Request
Rewrite all the records below, replacing each "Trace" with "Draw" and leaving everything else unchanged.

***

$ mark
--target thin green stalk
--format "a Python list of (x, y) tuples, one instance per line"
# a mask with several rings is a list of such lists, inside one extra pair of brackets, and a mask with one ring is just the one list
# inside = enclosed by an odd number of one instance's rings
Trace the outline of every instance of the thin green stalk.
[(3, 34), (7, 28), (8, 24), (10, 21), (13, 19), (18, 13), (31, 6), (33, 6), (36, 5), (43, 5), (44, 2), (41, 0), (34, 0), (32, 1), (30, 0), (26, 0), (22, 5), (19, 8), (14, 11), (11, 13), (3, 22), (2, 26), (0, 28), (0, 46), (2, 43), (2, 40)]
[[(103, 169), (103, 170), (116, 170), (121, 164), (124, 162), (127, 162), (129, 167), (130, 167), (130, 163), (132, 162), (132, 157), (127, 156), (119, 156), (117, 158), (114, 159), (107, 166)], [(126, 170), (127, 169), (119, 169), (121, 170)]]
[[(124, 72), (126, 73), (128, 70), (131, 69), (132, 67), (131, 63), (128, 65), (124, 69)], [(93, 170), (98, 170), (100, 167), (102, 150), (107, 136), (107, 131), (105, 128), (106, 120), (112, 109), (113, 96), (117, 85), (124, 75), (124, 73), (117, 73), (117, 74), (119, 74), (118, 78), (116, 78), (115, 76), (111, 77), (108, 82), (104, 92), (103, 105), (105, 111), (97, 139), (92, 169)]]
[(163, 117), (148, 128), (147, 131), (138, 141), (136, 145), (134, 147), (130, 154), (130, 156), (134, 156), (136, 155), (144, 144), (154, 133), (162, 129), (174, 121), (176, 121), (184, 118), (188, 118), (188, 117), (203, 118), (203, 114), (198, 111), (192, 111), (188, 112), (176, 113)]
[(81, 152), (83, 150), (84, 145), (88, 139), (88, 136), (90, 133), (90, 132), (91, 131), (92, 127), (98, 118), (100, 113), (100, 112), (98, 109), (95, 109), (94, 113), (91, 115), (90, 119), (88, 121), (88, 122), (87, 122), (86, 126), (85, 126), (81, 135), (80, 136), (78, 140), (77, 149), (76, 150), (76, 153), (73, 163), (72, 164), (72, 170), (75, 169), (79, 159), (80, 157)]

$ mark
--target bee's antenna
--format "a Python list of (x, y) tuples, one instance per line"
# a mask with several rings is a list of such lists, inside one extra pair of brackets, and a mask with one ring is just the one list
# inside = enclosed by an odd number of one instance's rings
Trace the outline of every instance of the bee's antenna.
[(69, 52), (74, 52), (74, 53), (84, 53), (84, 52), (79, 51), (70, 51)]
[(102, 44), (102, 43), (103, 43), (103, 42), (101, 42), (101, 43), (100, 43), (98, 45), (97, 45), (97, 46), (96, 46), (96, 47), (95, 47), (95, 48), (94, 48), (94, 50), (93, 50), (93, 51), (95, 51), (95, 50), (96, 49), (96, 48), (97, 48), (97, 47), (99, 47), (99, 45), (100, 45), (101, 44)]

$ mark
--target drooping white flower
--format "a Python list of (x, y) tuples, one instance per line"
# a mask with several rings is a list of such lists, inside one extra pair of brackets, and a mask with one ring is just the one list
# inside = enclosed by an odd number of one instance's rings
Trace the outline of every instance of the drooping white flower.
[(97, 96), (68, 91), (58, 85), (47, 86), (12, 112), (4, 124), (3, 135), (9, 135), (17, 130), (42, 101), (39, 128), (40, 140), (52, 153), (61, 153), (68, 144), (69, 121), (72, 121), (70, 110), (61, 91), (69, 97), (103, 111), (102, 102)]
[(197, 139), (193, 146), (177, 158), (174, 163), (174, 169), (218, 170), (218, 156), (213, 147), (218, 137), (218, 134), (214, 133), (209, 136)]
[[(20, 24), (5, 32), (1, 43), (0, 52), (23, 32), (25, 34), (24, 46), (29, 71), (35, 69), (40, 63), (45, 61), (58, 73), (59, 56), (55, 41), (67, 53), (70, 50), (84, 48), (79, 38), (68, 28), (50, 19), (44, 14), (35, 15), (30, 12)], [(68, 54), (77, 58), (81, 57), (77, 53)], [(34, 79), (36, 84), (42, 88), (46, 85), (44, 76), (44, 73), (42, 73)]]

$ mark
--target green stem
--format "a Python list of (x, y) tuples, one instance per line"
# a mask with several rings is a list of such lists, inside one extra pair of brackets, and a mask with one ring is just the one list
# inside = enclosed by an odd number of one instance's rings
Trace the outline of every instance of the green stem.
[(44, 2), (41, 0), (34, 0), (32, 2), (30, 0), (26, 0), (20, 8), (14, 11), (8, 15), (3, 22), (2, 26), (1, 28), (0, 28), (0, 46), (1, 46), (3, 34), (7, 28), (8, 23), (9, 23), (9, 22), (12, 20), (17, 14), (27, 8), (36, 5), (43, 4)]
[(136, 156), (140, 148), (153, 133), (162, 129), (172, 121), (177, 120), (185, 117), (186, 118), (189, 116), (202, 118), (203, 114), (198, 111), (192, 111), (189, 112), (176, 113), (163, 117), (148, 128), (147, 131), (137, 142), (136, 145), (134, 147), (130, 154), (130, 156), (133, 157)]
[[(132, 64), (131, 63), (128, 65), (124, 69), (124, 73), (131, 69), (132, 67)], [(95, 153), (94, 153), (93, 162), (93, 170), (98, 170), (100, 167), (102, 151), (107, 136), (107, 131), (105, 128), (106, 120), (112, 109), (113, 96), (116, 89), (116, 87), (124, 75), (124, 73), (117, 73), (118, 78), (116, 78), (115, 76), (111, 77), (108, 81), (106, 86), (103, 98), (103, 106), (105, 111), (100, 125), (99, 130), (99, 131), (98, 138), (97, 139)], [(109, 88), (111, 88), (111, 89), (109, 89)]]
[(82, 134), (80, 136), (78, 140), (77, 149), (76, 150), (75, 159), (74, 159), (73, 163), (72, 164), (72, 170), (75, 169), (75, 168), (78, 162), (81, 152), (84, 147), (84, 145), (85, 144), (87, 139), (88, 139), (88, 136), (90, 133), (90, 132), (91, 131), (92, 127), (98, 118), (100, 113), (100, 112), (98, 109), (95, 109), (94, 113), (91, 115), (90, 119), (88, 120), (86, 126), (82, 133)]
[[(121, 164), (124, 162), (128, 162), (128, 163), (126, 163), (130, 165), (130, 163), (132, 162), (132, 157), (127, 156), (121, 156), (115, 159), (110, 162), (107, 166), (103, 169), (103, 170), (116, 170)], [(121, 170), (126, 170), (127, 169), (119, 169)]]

***

Result of this exercise
$ mark
--target thin green stalk
--format "a Python list of (x, y) tuples, one instance per line"
# a mask with several rings is a list of such lists, inside one extra pair of brackets, and a mask with one ring is just the one list
# inside = enclosed by an odd number of one instance's rings
Draw the outline of every instance of the thin green stalk.
[(3, 34), (7, 28), (8, 24), (10, 21), (13, 19), (18, 13), (31, 6), (33, 6), (36, 5), (43, 5), (44, 2), (41, 0), (34, 0), (32, 1), (30, 0), (26, 0), (22, 5), (19, 8), (14, 11), (11, 13), (3, 22), (2, 26), (0, 28), (0, 46), (2, 43), (2, 40)]
[[(103, 169), (103, 170), (116, 170), (121, 164), (124, 162), (127, 162), (129, 167), (130, 167), (130, 163), (132, 162), (132, 157), (127, 156), (119, 156), (117, 158), (114, 159), (107, 166)], [(126, 170), (127, 169), (119, 169), (121, 170)]]
[[(124, 72), (126, 73), (128, 70), (131, 69), (132, 67), (131, 63), (128, 65), (124, 69)], [(93, 170), (98, 170), (100, 167), (102, 150), (107, 136), (107, 131), (105, 128), (106, 120), (112, 109), (113, 96), (117, 85), (124, 75), (124, 73), (117, 73), (117, 74), (119, 74), (118, 78), (116, 78), (115, 76), (111, 77), (108, 82), (104, 92), (103, 105), (105, 111), (97, 139), (92, 169)]]
[(163, 117), (148, 128), (147, 131), (138, 141), (136, 145), (134, 147), (130, 154), (130, 156), (134, 156), (136, 155), (144, 144), (154, 133), (162, 129), (174, 121), (176, 121), (184, 118), (188, 118), (188, 117), (203, 118), (203, 114), (198, 111), (192, 111), (188, 112), (176, 113)]
[(81, 152), (83, 150), (84, 145), (88, 139), (88, 136), (90, 133), (90, 132), (91, 131), (92, 127), (98, 118), (100, 113), (100, 112), (98, 109), (95, 109), (94, 113), (91, 115), (90, 119), (88, 121), (88, 122), (87, 122), (86, 126), (85, 126), (81, 135), (80, 136), (78, 140), (77, 149), (76, 150), (76, 153), (73, 163), (72, 164), (72, 170), (75, 169), (79, 159), (80, 157)]

$ mark
--target bee's antenna
--format "a Python list of (x, y) tuples, one instance per line"
# a mask with several rings is a list of such lists, inside one extra pair of brackets, and a mask with one ring is just the one list
# inside = enclosed by an odd number of one instance's rings
Draw the outline of every instance of the bee's antenna.
[(69, 52), (74, 52), (74, 53), (84, 53), (84, 52), (79, 51), (70, 51)]
[(102, 44), (102, 43), (103, 43), (103, 42), (101, 42), (101, 43), (100, 43), (98, 45), (97, 45), (97, 46), (96, 46), (96, 47), (95, 47), (95, 48), (94, 48), (94, 50), (93, 50), (93, 51), (95, 51), (95, 50), (96, 49), (96, 48), (97, 48), (97, 47), (99, 47), (99, 45), (100, 45), (101, 44)]

$ mark
--target drooping white flower
--format "a Python list of (x, y) tuples, one instance per line"
# a mask with several rings is a list of such lists, inside one extra pair of brackets, and a mask with one ring is just the one list
# inside = enclosed by an odd number of one instance's rings
Draw the outline of every instance of the drooping white flower.
[(97, 96), (68, 91), (58, 85), (47, 86), (12, 112), (4, 124), (3, 135), (9, 135), (17, 130), (42, 101), (39, 128), (40, 140), (52, 153), (61, 153), (68, 144), (69, 121), (72, 121), (70, 110), (61, 91), (69, 97), (103, 111), (102, 102)]
[(197, 139), (193, 146), (177, 158), (174, 163), (174, 169), (218, 170), (218, 156), (213, 147), (218, 137), (218, 134), (214, 133), (209, 136)]
[[(20, 24), (5, 32), (1, 43), (0, 52), (23, 32), (25, 34), (24, 46), (29, 71), (35, 69), (40, 63), (45, 61), (58, 73), (59, 56), (55, 41), (67, 53), (70, 50), (84, 48), (79, 38), (68, 28), (50, 19), (44, 14), (35, 15), (30, 12)], [(68, 54), (77, 58), (81, 57), (77, 53)], [(34, 79), (36, 84), (42, 88), (46, 85), (44, 76), (44, 73), (42, 73)]]

$ mark
--target green stem
--format "a Python list of (x, y) tuples, one instance per line"
# a mask with several rings is a list of such lists, inside one extra pair of brackets, and a mask with one ring is just the one list
# inside = enclosed by an odd number of one instance's rings
Draw the outline of every instance of the green stem.
[(44, 2), (41, 0), (34, 0), (32, 2), (30, 0), (26, 0), (20, 8), (14, 11), (8, 15), (3, 22), (2, 26), (1, 28), (0, 28), (0, 46), (1, 46), (3, 34), (7, 28), (8, 23), (9, 23), (9, 22), (12, 20), (17, 14), (27, 8), (36, 5), (43, 4)]
[(136, 156), (140, 148), (153, 133), (162, 129), (172, 121), (177, 120), (185, 117), (186, 118), (189, 116), (202, 118), (203, 114), (198, 111), (192, 111), (189, 112), (176, 113), (163, 117), (148, 128), (147, 131), (137, 142), (136, 145), (134, 147), (130, 154), (130, 156), (133, 157)]
[[(132, 64), (131, 63), (128, 65), (124, 69), (124, 73), (131, 69), (132, 67)], [(95, 153), (94, 153), (93, 162), (93, 170), (98, 170), (100, 167), (102, 151), (107, 136), (107, 131), (105, 128), (106, 120), (112, 109), (113, 96), (116, 89), (116, 87), (124, 75), (124, 73), (117, 73), (118, 78), (116, 78), (115, 76), (111, 77), (108, 81), (106, 86), (103, 98), (103, 106), (105, 111), (100, 125), (99, 130), (99, 131), (98, 138), (97, 139)], [(109, 88), (111, 88), (111, 89), (109, 89)]]
[(82, 134), (80, 136), (78, 140), (77, 149), (76, 150), (75, 159), (74, 159), (73, 163), (72, 164), (72, 170), (75, 169), (75, 168), (78, 162), (81, 152), (84, 147), (84, 145), (85, 144), (87, 139), (88, 139), (88, 136), (90, 133), (90, 132), (91, 131), (92, 127), (98, 118), (100, 113), (100, 112), (98, 109), (95, 109), (94, 113), (91, 115), (90, 119), (88, 120), (86, 126), (82, 133)]
[[(121, 164), (124, 162), (128, 162), (128, 163), (126, 163), (130, 165), (130, 163), (132, 162), (132, 157), (127, 156), (121, 156), (115, 159), (110, 162), (107, 166), (103, 169), (103, 170), (116, 170)], [(121, 170), (126, 170), (127, 169), (119, 169)]]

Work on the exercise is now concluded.